» Task objective: Exact repetition is required: output every record in full.
==*==
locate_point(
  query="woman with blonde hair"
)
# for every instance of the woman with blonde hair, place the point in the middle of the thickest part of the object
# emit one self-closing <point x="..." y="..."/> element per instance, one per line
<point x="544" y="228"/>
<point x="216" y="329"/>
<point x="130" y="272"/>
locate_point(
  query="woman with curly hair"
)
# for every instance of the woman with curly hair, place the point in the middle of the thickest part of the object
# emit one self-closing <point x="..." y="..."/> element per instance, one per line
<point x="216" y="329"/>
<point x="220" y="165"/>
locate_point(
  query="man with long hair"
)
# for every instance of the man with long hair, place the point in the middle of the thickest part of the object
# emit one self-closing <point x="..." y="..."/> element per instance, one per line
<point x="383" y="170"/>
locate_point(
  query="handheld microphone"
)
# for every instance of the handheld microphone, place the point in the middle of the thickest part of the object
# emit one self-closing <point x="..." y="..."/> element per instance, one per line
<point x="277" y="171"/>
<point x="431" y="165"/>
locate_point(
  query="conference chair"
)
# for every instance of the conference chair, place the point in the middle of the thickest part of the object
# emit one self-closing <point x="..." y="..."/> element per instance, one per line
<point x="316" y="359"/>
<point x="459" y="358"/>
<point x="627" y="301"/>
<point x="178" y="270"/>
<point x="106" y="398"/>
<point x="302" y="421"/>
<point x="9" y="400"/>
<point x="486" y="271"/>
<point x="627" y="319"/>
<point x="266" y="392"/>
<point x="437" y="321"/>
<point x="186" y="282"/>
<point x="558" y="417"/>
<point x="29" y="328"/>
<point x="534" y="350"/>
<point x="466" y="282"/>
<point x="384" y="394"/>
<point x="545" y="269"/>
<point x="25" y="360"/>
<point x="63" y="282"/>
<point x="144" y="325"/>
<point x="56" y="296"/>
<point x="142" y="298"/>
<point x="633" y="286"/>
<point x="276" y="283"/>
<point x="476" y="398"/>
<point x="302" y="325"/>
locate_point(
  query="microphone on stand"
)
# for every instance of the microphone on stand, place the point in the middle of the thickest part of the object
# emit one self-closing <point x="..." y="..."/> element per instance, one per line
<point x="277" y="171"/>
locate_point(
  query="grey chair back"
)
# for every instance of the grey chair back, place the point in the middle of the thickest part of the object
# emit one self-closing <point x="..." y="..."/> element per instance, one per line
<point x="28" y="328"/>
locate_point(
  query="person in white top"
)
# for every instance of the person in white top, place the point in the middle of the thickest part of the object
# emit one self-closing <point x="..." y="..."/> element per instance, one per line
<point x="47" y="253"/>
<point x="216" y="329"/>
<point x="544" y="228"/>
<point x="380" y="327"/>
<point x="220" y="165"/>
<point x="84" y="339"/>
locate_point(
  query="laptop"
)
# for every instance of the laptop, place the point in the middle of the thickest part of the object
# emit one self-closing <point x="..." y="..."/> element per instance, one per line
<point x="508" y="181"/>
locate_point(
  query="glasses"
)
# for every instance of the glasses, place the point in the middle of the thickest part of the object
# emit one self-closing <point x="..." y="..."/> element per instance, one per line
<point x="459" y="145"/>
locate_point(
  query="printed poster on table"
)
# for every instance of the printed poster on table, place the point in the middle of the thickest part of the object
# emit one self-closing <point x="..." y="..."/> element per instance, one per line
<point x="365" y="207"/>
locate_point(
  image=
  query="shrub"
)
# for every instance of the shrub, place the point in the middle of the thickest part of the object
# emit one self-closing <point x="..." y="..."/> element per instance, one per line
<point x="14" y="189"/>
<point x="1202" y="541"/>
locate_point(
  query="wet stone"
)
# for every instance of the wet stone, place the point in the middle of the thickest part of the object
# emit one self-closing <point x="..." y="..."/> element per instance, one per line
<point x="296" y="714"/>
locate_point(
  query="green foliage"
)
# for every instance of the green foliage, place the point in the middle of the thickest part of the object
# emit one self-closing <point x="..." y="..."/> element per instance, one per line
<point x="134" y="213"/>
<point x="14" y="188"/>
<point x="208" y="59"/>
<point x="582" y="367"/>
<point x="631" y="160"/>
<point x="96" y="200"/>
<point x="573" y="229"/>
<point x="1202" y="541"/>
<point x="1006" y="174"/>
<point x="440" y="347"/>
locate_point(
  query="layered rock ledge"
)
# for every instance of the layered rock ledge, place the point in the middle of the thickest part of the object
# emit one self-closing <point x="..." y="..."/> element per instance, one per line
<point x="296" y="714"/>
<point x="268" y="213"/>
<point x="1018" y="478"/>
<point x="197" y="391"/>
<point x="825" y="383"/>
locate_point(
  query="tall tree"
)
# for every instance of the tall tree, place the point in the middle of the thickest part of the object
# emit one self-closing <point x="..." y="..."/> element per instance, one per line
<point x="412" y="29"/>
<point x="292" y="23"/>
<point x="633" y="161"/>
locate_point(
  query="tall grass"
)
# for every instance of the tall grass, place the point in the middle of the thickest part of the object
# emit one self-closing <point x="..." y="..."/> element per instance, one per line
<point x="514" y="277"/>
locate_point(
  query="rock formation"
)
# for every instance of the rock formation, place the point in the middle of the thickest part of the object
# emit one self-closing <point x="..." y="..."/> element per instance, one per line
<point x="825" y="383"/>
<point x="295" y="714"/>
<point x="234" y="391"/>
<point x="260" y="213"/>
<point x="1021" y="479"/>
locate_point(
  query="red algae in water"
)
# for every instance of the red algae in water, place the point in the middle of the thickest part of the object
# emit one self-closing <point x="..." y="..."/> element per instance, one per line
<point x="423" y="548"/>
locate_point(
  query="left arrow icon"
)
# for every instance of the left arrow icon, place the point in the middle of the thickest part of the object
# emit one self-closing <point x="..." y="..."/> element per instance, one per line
==*==
» Result:
locate_point(
  query="woman with blonde hair"
)
# for every instance of the woman with blonde hair, place the point in the middle of the thickest part of the object
# emit one self-closing <point x="..." y="..."/> element per instance, one per line
<point x="544" y="228"/>
<point x="216" y="329"/>
<point x="130" y="272"/>
locate_point(
  query="woman with curly hair"
)
# for every instance of the woman with curly hair, place the point in the middle of the thickest part of the object
# emit one self-closing <point x="..." y="..."/> element per instance, one per line
<point x="216" y="329"/>
<point x="220" y="165"/>
locate_point(
  query="man with long hair"
)
# for every instance of the man with long hair, place the point in the middle of the thickest part of the object
# emit one self-closing <point x="..." y="..."/> element per instance, one per line
<point x="383" y="170"/>
locate_point(
  query="handheld microphone"
)
# for every instance of the handheld microphone, place the point in the middle of the thickest part of the object
# emit one self-closing <point x="..." y="..."/> element per instance, one per line
<point x="277" y="171"/>
<point x="431" y="165"/>
locate_point(
  query="conference chair"
)
# for every instance of the conference chair, place the point in the middle of the thickest part of the object
# emit one self-closing <point x="..." y="..."/> element per instance, one per line
<point x="316" y="359"/>
<point x="459" y="358"/>
<point x="627" y="301"/>
<point x="178" y="270"/>
<point x="106" y="398"/>
<point x="302" y="421"/>
<point x="9" y="400"/>
<point x="486" y="271"/>
<point x="627" y="319"/>
<point x="266" y="392"/>
<point x="437" y="321"/>
<point x="186" y="282"/>
<point x="558" y="417"/>
<point x="29" y="328"/>
<point x="534" y="350"/>
<point x="466" y="282"/>
<point x="384" y="394"/>
<point x="545" y="269"/>
<point x="25" y="360"/>
<point x="63" y="282"/>
<point x="144" y="325"/>
<point x="56" y="296"/>
<point x="142" y="298"/>
<point x="633" y="286"/>
<point x="276" y="283"/>
<point x="476" y="398"/>
<point x="302" y="325"/>
locate_point(
  query="microphone on stand"
)
# for every instance of the microphone on stand, place the point in the middle of the thickest part of the object
# emit one self-closing <point x="..." y="..."/> element per instance, one per line
<point x="277" y="171"/>
locate_point(
  query="grey chair back"
)
# for every instance of the grey chair back, place the point in the middle of the thickest part of the object
# emit one self-closing <point x="..." y="..."/> element per instance, one per line
<point x="28" y="328"/>
locate_point(
  query="person in white top"
)
# for every instance of the person in white top, place the point in the middle of the thickest part of the object
# emit one self-closing <point x="..." y="..."/> element per instance, one per line
<point x="47" y="253"/>
<point x="216" y="329"/>
<point x="544" y="228"/>
<point x="380" y="327"/>
<point x="220" y="165"/>
<point x="84" y="339"/>
locate_point(
  query="laptop"
)
# for every instance of the laptop, place the point in the middle of the thickest part of the object
# emit one self-closing <point x="..." y="..."/> element per instance, one per line
<point x="508" y="181"/>
locate_point(
  query="glasses"
)
# for every instance of the glasses, place the point in the middle of the thickest part of the object
# emit one self-closing <point x="..." y="..."/> element per instance, one per line
<point x="459" y="145"/>
locate_point(
  query="printed poster on table"
)
# for every instance of the printed poster on table, place the point in the middle of the thickest part of the object
# emit one self-closing <point x="..." y="..."/> element per instance, one per line
<point x="365" y="207"/>
locate_point(
  image=
  query="shrub"
)
# for every instance of the shrub, place the point in the middle of the thickest part of the object
# emit one self-closing <point x="..." y="..."/> element per instance, one per line
<point x="14" y="189"/>
<point x="1202" y="541"/>
locate_point(
  query="wet stone"
)
# for every instance of the wet stone, place the point in the middle of the thickest part of the object
# emit one self-closing <point x="..." y="..."/> element per instance, one per line
<point x="296" y="714"/>
locate_point(
  query="green foliage"
)
# for every instance of the green foliage, place the point in the middle of the thickest part of the object
# emit one self-closing <point x="..." y="..."/> element per instance, one per line
<point x="134" y="213"/>
<point x="14" y="188"/>
<point x="208" y="59"/>
<point x="582" y="367"/>
<point x="631" y="160"/>
<point x="96" y="200"/>
<point x="573" y="229"/>
<point x="1202" y="541"/>
<point x="1006" y="174"/>
<point x="440" y="347"/>
locate_point(
  query="layered rock ledge"
)
# for every instance of the layered rock ledge, place the point in the middle of the thickest part of the object
# emit one self-closing <point x="..." y="..."/> element per instance, one per line
<point x="296" y="714"/>
<point x="268" y="213"/>
<point x="1018" y="478"/>
<point x="197" y="391"/>
<point x="825" y="383"/>
locate_point(
  query="tall tree"
)
# for every instance of the tall tree, place the point in the middle of the thickest part of the object
# emit one self-closing <point x="..." y="..."/> element per instance, one per line
<point x="412" y="29"/>
<point x="292" y="23"/>
<point x="633" y="161"/>
locate_point(
  query="tall grass"
)
# for every instance of the tall grass, place the point in the middle of the thickest part of the object
# emit one self-closing <point x="..." y="..."/> element per instance, one per line
<point x="514" y="277"/>
locate_point(
  query="rock formation"
)
# for every instance of the rock formation, place the point in the middle of the thickest part of the object
# emit one self-closing <point x="..." y="..."/> element per instance, one per line
<point x="825" y="383"/>
<point x="295" y="714"/>
<point x="234" y="391"/>
<point x="260" y="213"/>
<point x="1021" y="479"/>
locate_point(
  query="red algae in water"
)
# for every instance of the red algae in water, place the point in the middle of the thickest part of the object
# emit one self-closing <point x="..." y="..."/> element per instance, one per line
<point x="423" y="548"/>
locate_point(
  query="left arrow icon"
)
# for every instance of the left arrow icon, place the point in the middle of the thickest part of the object
# emit one self-closing <point x="..." y="..."/> element per instance, one per line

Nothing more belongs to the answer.